(Recorded data)
=-=-=

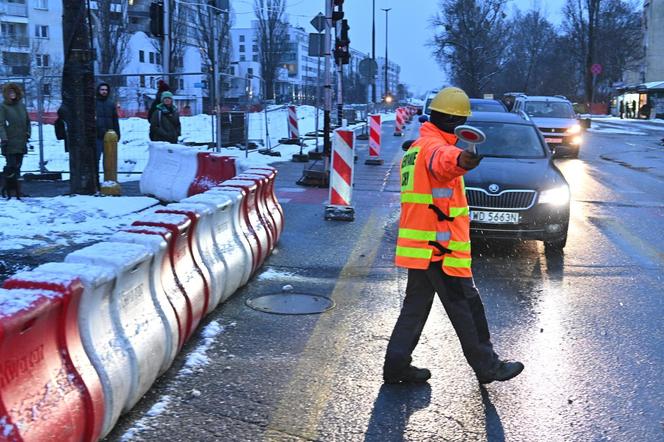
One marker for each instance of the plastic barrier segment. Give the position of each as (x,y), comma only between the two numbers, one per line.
(46,380)
(205,253)
(132,310)
(230,242)
(185,268)
(159,264)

=-=-=

Request:
Transcribe the text of all the records above verbatim, leaving out the pictures.

Completed task:
One marker for each instance of the plastic barrier segment. Give the position of each as (x,y), comma only between the two numbers, one per line.
(46,380)
(205,253)
(132,310)
(230,242)
(185,268)
(159,264)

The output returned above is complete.